WHAT IS BEING ASKED
Copy each of the following records word for word, without any changes.

GIVEN RECORDS

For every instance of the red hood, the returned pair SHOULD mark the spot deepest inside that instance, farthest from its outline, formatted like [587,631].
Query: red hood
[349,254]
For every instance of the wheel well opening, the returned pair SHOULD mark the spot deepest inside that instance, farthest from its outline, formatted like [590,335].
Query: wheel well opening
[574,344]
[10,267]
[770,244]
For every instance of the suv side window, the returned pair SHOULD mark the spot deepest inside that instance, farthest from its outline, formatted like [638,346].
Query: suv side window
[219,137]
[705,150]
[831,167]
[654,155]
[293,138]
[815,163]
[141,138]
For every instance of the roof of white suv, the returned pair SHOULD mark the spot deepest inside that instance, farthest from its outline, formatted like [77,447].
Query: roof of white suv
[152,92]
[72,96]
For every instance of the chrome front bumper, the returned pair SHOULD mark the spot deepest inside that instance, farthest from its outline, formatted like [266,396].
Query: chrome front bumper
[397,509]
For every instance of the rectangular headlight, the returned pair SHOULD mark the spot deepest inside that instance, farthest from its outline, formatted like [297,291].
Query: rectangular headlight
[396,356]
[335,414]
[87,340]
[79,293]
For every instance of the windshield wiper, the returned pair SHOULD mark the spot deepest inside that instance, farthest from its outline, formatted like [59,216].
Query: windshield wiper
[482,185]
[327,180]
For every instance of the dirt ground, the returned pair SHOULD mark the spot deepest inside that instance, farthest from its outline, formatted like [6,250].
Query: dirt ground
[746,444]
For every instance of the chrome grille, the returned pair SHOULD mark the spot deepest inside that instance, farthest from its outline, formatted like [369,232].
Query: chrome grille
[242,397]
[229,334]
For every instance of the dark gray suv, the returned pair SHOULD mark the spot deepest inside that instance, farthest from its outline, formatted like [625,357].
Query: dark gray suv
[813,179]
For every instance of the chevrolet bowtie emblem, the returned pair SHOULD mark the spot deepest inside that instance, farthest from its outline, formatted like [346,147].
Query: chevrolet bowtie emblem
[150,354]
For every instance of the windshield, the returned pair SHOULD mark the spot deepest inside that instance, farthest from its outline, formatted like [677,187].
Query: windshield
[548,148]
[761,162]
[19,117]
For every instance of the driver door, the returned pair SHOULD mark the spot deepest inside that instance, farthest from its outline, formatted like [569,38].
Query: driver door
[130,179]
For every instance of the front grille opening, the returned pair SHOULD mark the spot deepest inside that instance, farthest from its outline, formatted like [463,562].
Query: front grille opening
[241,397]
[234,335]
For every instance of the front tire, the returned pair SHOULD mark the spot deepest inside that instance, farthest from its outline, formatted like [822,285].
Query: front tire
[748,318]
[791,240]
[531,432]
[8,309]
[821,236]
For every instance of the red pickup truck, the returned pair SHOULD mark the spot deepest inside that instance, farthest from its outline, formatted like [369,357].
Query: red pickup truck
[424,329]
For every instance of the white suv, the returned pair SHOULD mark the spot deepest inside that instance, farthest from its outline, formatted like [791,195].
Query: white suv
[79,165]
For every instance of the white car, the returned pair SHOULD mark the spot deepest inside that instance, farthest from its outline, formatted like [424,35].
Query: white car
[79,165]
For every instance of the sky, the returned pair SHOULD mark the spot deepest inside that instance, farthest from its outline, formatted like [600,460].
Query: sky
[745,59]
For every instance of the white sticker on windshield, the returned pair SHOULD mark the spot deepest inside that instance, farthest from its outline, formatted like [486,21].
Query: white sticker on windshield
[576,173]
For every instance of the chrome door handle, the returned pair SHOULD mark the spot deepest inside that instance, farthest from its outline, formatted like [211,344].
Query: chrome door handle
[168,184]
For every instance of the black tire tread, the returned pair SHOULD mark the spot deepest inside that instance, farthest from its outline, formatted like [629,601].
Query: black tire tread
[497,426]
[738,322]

ANSWER
For every instance of the red hood, the returned pair SHOULD mark the spot deepest inside that instance, farthest from its outline, formatted like [587,631].
Query: red hood
[349,254]
For every instance of the wheel well opening, the returned pair SHOULD mark the spot deepest inside that instance, farthest from its outline, formatted like [590,335].
Query: wheel well opening
[574,344]
[10,267]
[770,244]
For every instance of the suv side window, the returned pair SHOULD mark the spot deepest inside that instance, farthest from its outline, formatted like [638,346].
Query: suv side window
[219,137]
[705,150]
[831,167]
[654,155]
[293,138]
[815,163]
[141,138]
For every instance of the roof of white suv, the returned pair SHOULD mark the spot deepest inside that instance, farthest from its outline, formatted like [77,447].
Query: roof of white suv
[152,92]
[72,96]
For every instance of the chrome front bumper, the returned pair SHOULD mark the spot deepest inside that instance, farthest from its outline, formatted like [266,396].
Query: chrome front bumper
[397,509]
For every instance of the rectangular headlight, the returned pair SHOULD mark the spot deepest inside that instance, farthest from its outline, formatted like [297,291].
Query: rectangular headlight
[396,356]
[335,414]
[87,340]
[79,293]
For every instance of the windshield wiper, the returned pair SHOULD mark the spot deepest inside that instance, farthest from its outline, formatted like [59,216].
Query: windshield wiper
[482,185]
[327,180]
For every instance of the dirt ground, the returned pair SHOULD mark the spot deepest inside that instance, farthest from its outline, formatted like [6,250].
Query: dirt ground
[746,444]
For every instance of the chrome grille, the returned pair SHOULD mark the spot deepest inside that instance, farthest from its outline, formatted like [369,232].
Query: chrome grille
[242,397]
[229,334]
For every instance of the dark gray suv, the returned pair SHOULD mark the spot deepest inside that instance, farthest from its outline, formatted like [625,357].
Query: dark gray suv
[813,179]
For every instance of the chevrolet bowtie emblem, the returned pair SHOULD mark the spot deepest inside that instance, farthest from its outline, formatted like [346,147].
Query: chevrolet bowtie emblem
[150,354]
For every instance of the windshield, the returned pair SHOULD mark the spot deepest inside that instance, farthest from its outline, formatted like [677,187].
Query: windshield
[548,148]
[761,162]
[19,117]
For every instance of the driver door, the returned pair SHOULD mark the spot deepest inside that instance, farthest from its outline, formatted like [569,38].
Query: driver door
[130,179]
For every instance of the front grille opening, the returned pair SHOULD mark the spot deepest inside that instance, farthest from its outline, formatted like [463,562].
Query: front grille opening
[241,397]
[234,335]
For every instance of the front tire, the returned pair SHOULD mark the spot deepest inside that instance, farthest from its outline, formatted like [822,285].
Query: front tire
[748,318]
[791,240]
[531,432]
[8,309]
[821,236]
For every instance of the red pickup truck, the returned pair SHOULD mark the spot deepest inside that instance, farthest from its outline, formatted like [369,357].
Query: red pickup truck
[424,329]
For every instance of the white suv, the returned pair SHOULD mark the spot deepest inside that instance, farthest from its outline, formatted like [791,195].
Query: white suv
[79,165]
For every instance of the white car, the returned pair SHOULD mark the spot deepest inside that instance, farthest from its outline, formatted like [424,35].
Query: white car
[79,165]
For every instance of the sky, the returned pair SHOULD mark the spot deepest inside that instance, farthest from its outline, formatted like [600,460].
Query: sky
[745,59]
For every instance of the white sticker on windshield, the returned pair SHOULD mark the spot deepest inside that instance, farthest from its outline, formatted like [486,21].
Query: white sticker on windshield
[576,173]
For every instance of the chrome door handle, the returned pair SHOULD mark the spot deepest inside that instance, farthest from its outline, formatted like [211,344].
Query: chrome door handle
[168,184]
For every instance of the black tire tread, the returned pair SHOULD mark the spot deepest inside that instance, farthest from its outline, formatted like [629,601].
Query: black tire tread
[497,426]
[738,322]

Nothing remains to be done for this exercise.